# [CUPLIKAN DATA]
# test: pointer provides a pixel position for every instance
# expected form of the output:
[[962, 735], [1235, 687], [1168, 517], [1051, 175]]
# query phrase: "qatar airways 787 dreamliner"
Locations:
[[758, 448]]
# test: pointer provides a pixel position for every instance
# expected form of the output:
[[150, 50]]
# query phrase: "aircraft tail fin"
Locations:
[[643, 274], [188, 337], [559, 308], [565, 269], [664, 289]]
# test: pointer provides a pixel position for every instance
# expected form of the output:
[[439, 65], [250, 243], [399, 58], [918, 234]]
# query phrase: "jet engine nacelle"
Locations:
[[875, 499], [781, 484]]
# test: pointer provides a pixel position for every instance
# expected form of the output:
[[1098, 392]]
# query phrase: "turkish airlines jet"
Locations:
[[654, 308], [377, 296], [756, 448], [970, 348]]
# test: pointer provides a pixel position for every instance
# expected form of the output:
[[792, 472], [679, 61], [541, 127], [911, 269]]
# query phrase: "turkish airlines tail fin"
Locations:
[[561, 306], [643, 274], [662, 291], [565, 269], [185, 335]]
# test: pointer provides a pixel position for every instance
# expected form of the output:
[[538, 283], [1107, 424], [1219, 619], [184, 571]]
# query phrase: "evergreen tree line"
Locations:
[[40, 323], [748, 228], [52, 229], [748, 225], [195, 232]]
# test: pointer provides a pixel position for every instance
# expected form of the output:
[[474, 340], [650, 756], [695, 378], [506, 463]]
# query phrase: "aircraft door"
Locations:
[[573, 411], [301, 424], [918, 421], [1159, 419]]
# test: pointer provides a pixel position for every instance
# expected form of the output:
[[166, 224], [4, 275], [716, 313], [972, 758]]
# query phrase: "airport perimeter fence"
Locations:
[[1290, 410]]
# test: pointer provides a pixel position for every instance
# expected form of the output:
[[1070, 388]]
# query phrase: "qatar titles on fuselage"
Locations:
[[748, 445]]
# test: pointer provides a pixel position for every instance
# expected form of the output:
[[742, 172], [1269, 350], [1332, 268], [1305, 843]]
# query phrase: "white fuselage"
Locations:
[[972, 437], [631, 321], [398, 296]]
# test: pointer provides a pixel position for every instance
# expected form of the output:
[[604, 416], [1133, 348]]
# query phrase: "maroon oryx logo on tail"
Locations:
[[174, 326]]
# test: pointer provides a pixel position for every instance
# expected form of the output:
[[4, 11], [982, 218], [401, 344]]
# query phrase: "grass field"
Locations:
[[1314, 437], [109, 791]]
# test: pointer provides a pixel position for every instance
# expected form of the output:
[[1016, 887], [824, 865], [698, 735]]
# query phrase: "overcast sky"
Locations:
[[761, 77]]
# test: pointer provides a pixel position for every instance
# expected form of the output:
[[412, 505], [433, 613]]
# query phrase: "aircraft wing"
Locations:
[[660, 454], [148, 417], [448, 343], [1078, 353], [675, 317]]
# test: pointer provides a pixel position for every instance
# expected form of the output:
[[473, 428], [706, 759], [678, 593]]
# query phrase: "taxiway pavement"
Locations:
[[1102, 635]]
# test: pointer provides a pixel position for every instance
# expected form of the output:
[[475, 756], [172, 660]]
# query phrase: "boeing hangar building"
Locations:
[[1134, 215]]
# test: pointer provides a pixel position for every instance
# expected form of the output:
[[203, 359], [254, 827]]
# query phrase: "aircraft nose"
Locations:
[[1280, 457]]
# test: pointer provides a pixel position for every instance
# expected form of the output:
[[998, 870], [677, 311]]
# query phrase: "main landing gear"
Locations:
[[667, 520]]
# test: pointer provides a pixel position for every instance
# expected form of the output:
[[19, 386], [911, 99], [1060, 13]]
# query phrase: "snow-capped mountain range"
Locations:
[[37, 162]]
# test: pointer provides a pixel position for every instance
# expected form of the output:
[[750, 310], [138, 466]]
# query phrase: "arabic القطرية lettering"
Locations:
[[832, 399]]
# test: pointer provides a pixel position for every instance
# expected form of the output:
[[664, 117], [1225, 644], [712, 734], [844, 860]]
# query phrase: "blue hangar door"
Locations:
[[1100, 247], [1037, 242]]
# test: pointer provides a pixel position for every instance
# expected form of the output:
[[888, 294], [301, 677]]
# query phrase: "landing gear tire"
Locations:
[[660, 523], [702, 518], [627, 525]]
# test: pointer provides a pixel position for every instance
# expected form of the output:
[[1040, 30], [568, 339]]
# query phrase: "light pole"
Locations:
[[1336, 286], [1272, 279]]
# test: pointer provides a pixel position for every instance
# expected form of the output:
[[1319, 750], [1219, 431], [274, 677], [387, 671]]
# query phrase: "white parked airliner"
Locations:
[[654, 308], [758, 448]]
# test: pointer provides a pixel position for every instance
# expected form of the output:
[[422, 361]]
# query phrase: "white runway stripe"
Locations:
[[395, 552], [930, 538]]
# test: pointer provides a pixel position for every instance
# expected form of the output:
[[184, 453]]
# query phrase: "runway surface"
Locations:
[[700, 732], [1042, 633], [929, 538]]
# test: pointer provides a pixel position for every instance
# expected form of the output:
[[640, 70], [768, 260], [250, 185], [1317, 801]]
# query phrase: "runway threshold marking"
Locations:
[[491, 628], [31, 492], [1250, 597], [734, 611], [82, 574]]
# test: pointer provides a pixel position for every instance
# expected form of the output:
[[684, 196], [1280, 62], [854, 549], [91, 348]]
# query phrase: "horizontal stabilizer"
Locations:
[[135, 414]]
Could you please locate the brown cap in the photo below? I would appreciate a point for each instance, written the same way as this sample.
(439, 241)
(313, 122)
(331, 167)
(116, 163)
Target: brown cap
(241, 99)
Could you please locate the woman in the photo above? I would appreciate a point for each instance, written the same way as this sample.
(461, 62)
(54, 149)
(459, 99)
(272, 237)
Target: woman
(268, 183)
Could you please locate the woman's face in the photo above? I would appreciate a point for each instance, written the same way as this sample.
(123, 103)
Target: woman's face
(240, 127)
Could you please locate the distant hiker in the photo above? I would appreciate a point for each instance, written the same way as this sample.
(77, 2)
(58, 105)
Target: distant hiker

# [PETUNJUK TUGAS]
Susun baris-baris data di atas, dari awal data sampai baris yang memuat "[[758, 448]]" (baris itu ikut disertakan), menjadi tabel Markdown berkolom "Baris" untuk nomor urut dan "Isi" untuk teks barisnya, tanpa menyertakan baris kosong.

# [HASIL BERIKUT]
| Baris | Isi |
|---|---|
| 1 | # test: pointer provides a pixel position for every instance |
| 2 | # expected form of the output: |
| 3 | [[962, 735], [1235, 687], [1168, 517], [1051, 175]] |
| 4 | # query phrase: "qatar airways 787 dreamliner" |
| 5 | Locations: |
| 6 | [[758, 448]] |